**What this task involves:** Update everything from the row containing "search for white" down to the last row, replacing "bounding box" with "rectangle" and keeping the rest unchanged.

## start Listing

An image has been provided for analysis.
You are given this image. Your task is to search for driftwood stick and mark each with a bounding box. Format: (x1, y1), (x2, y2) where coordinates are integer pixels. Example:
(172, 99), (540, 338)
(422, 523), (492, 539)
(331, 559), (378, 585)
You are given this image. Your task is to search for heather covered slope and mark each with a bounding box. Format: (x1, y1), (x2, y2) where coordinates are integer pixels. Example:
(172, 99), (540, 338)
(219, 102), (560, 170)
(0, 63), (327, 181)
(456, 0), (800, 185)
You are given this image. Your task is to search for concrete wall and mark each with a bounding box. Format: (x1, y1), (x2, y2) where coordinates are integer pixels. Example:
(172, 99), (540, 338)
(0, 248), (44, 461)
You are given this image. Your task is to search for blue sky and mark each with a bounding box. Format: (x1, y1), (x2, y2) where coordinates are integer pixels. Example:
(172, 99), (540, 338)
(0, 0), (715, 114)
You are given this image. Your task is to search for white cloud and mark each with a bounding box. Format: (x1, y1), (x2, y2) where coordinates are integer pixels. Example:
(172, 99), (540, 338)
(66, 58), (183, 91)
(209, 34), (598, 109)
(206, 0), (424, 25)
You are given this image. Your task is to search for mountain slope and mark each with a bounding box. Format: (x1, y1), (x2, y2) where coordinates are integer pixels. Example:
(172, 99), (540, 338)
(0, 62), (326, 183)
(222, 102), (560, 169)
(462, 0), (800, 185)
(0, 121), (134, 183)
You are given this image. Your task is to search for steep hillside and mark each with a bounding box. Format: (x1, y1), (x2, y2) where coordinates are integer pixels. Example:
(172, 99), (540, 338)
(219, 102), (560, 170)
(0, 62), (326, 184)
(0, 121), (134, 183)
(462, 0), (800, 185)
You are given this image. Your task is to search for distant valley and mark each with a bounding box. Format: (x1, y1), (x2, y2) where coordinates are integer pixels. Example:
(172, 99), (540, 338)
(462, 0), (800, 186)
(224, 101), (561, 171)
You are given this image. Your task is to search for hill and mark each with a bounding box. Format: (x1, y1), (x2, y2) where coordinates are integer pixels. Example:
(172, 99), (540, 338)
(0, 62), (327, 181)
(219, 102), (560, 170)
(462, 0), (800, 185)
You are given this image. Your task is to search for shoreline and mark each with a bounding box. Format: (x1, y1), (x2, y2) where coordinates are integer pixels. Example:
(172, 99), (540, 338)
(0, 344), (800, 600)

## end Listing

**Solution to this problem:**
You are given this image. Your task is to search for white cloud and mark each with a rectangle. Format: (x1, y1), (x2, y2) where coordinates are integer pixels. Example:
(172, 99), (540, 338)
(66, 58), (183, 91)
(209, 34), (598, 109)
(206, 0), (424, 25)
You are given this image. Your task is to search for mountain slope and mark each with a rectangle. Format: (x1, y1), (x2, y2) where coordinates are integer pixels. Example:
(172, 99), (540, 338)
(0, 62), (326, 183)
(222, 102), (560, 169)
(462, 0), (800, 185)
(0, 121), (134, 183)
You are given this image. Your task is to search for steep hillside and mark each with a rectangle. Format: (x1, y1), (x2, y2) where coordinates are integer pixels. Example:
(172, 99), (540, 338)
(219, 102), (560, 170)
(0, 62), (326, 184)
(0, 121), (134, 183)
(462, 0), (800, 185)
You are given this image. Your task is to search for distant valley and mark each with a rectangle. Format: (x1, y1), (x2, y2) where coordinates are integer pixels. Example:
(172, 99), (540, 338)
(462, 0), (800, 186)
(224, 101), (561, 171)
You are given this image. Your task is to search for hill and mark each with a rectangle. Format: (x1, y1), (x2, y2) where coordinates are integer pixels. Example:
(172, 99), (540, 338)
(0, 62), (327, 181)
(219, 102), (560, 170)
(462, 0), (800, 185)
You are given this image. Your task is to search for shoreline and mark each with a rectangle. Format: (x1, y1), (x2, y2) where coordinates are integer pixels. Example:
(172, 99), (540, 338)
(0, 344), (800, 600)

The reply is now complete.